#### EXERCISE INSTRUCTIONS
Please write out, word for word, the part of the blog post on moral panics that opens with the words containing "Because this action" and closes with "of CHART’s stakeholders.".

──────── PAGE EXTRACT

The following was first published on my blog at Economic and Political Weekly, an Indian magazine of ‘independent scholarship and critical inquiry’.
The question of what arouses outrage or ‘moral panics’ in societies is a fascinating one. In Jamaica members of a powerful Evangelical Christian fundamentalist lobby group have decided to rally their troops in a crusade against the University of the West Indies because the contract of one of their members as head of an organization named CHART, the Caribbean HIV/AIDS Regional Training Network, has been terminated. The head of this unit, retired Professor Brendan Bain, who happens to be a Christian fundamentalist, had given expert testimony on behalf of churches moving to retain the buggery law in Belize.
Because this action was perceived to be antithetical to the mission statement of CHART–”to continually strengthen the capacity of national healthcare personnel and systems to provide access to quality HIV & AIDS prevention, care, treatment, and support services for all Caribbean people” international stakeholders crucial to funding CHART asked that Professor Bain’s contract be terminated and after lengthy consultations the University complied. It was felt that by arguing that buggery laws be retained (when there is medical consensus internationally that such laws impede the successful treatment and management of HIV/AIDS) Professor Bain had lost the confidence of CHART’s stakeholders.
Bain’s supporters have turned the situation into a circus about freedom of speech, convening several times a week, dressed in black, with taped mouths, outside the regional headquarters of the University to protest his dismissal. Their contention? That Bain should have been free to give expert evidence based on his ‘research’ and that by rescinding his contract the University had bowed to the dictates of an internationally constituted ‘gay agenda’.
In India in the last two years much outrage has been expressed at the alarming frequency and ferocity with which women are raped. The government has reacted by strengthening the legal penalties for rape. The straw that broke the camel’s back seems to have been the gang-rape and subsequent death of young Jyoti Singh in December 2012. Since then an avalanche of rapes has been reported and dwelt on, the most recent being the callous rape-killings of two lower caste women in Budaun, UP by men of a politically powerful though marginally higher caste. Read at face value the Budaun case highlights the persistence of caste-sanctioned violence in contemporary India despite the existence of strong legislation proscribing such behaviour.

────────────────
──────── RAW DATA

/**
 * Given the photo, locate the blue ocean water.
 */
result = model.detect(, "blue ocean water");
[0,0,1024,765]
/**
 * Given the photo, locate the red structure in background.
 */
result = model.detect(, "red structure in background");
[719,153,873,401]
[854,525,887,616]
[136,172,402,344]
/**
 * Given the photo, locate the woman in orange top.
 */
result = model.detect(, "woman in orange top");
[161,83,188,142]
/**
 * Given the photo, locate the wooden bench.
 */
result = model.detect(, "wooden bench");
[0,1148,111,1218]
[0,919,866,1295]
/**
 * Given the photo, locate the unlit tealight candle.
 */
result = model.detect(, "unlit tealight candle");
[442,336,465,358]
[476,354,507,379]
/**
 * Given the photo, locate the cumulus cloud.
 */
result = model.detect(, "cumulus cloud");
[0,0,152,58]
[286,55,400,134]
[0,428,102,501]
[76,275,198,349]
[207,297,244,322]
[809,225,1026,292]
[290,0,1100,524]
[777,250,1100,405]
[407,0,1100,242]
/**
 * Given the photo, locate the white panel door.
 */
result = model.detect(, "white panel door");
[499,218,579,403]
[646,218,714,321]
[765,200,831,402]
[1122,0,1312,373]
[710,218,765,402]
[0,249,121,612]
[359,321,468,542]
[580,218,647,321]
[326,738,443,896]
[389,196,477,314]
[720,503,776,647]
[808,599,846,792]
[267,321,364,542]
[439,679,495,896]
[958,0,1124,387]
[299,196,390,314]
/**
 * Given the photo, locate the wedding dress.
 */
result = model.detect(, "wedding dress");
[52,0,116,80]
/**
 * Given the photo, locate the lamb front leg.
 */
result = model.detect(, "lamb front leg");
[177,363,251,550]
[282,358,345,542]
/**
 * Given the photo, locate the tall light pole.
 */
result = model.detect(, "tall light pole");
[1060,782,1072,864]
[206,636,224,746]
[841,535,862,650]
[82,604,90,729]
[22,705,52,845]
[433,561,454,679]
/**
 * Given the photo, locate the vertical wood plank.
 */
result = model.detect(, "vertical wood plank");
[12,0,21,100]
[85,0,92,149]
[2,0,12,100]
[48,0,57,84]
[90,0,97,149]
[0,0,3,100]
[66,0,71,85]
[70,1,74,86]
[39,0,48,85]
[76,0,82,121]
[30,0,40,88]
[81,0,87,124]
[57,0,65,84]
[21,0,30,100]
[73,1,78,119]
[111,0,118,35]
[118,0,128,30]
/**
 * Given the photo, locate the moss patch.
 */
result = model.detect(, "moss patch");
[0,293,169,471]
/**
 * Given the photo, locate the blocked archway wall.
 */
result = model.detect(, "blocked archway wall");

────────────────

#### TASK OUTPUT
Because this action was perceived to be antithetical to the mission statement of CHART–”to continually strengthen the capacity of national healthcare personnel and systems to provide access to quality HIV & AIDS prevention, care, treatment, and support services for all Caribbean people” international stakeholders crucial to funding CHART asked that Professor Bain’s contract be terminated and after lengthy consultations the University complied. It was felt that by arguing that buggery laws be retained (when there is medical consensus internationally that such laws impede the successful treatment and management of HIV/AIDS) Professor Bain had lost the confidence of CHART’s stakeholders.